■ GOAL OF THE EXERCISE ■
Report how many lines in the rows below contain the word "muzzle". Give only the number.

■ INFORMATION PROVIDED ■
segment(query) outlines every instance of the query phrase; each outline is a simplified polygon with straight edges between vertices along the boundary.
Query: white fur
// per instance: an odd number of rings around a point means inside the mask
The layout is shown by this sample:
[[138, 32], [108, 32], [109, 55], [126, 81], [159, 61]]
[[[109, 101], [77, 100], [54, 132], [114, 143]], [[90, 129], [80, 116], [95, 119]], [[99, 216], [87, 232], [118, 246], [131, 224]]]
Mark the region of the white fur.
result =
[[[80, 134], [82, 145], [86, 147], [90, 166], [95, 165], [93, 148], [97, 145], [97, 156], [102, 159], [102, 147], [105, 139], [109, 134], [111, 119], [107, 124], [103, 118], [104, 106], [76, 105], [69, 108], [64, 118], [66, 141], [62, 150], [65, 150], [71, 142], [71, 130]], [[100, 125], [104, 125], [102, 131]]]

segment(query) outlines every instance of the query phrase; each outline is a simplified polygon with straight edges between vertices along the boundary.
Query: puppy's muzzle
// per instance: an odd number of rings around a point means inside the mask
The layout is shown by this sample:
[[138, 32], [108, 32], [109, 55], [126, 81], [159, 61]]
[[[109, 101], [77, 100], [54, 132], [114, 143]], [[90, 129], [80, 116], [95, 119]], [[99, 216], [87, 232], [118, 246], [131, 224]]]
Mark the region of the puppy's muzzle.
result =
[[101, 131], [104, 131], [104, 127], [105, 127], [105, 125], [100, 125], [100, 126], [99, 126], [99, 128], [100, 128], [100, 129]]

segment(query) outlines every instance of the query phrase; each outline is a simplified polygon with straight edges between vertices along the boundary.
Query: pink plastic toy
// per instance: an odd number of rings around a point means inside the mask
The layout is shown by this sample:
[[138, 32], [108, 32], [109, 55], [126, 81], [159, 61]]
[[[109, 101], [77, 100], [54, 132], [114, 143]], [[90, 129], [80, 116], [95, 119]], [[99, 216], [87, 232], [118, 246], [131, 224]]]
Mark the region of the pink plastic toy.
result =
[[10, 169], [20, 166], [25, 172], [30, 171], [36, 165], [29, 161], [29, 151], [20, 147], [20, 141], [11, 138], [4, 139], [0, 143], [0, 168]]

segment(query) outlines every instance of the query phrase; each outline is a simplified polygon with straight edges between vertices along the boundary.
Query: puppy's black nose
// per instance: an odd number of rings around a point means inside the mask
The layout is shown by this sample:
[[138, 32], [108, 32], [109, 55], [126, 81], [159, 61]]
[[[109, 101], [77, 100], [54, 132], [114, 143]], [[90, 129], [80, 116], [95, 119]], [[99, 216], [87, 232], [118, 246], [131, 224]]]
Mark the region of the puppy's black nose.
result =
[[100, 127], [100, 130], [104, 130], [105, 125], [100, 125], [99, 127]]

■ ANSWER TO THE TASK ■
2